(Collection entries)
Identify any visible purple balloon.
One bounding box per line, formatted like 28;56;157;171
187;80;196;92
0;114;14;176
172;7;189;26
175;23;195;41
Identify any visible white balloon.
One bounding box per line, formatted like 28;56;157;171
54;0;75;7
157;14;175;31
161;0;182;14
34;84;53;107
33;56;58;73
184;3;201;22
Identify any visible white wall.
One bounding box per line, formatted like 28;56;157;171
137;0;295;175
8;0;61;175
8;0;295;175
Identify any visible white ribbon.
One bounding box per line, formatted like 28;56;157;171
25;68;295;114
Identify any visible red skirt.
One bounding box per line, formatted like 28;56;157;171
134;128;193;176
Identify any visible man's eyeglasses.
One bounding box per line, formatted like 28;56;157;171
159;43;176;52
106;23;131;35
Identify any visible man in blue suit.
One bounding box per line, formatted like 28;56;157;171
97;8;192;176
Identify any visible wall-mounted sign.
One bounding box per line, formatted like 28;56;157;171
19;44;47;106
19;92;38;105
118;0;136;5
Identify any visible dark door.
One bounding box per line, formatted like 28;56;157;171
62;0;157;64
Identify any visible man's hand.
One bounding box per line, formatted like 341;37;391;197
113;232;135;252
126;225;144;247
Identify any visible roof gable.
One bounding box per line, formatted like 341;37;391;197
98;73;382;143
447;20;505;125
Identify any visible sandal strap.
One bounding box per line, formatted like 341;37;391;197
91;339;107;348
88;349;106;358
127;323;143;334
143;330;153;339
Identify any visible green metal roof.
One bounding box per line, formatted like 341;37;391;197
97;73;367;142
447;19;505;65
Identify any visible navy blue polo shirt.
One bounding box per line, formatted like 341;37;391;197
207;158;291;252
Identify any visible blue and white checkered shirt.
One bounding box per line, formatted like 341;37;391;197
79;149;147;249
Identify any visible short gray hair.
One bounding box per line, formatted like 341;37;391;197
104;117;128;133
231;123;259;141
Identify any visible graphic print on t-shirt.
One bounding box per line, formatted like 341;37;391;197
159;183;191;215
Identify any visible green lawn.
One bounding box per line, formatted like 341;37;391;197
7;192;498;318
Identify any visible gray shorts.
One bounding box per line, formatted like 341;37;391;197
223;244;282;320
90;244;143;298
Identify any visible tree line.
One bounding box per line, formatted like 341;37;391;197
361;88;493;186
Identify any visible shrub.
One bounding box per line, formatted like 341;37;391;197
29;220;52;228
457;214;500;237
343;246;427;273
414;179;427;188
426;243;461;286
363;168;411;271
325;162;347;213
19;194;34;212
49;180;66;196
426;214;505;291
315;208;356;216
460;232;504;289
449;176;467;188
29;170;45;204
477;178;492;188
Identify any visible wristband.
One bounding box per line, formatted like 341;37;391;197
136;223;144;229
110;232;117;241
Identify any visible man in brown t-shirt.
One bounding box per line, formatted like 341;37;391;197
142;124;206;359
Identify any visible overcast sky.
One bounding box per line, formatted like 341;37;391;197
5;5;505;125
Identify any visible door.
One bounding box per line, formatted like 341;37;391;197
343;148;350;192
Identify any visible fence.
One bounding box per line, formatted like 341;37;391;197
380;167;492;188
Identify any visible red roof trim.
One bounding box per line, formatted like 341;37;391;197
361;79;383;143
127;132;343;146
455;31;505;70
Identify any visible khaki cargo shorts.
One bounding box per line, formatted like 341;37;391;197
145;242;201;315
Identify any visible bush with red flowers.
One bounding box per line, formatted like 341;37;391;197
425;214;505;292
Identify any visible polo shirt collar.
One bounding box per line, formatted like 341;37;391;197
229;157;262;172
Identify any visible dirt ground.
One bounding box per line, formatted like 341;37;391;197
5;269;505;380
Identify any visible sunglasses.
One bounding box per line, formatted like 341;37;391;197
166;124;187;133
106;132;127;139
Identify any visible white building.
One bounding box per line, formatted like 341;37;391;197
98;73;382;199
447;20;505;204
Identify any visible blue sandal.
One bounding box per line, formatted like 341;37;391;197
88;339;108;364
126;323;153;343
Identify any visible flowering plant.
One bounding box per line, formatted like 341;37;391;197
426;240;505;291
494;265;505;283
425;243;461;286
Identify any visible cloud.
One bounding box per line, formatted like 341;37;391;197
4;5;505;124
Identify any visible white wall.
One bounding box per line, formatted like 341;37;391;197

-- Required action --
Lines from the top of the data above through the line with "Identify any visible white balloon.", both ends included: copy them exactly, nothing more.

-- Exercise answer --
Identify any visible purple balloon.
One bounding box per line, formatted like 28;56;157;171
187;80;196;92
0;114;14;176
172;7;189;26
175;23;195;41
Identify any visible white balloon.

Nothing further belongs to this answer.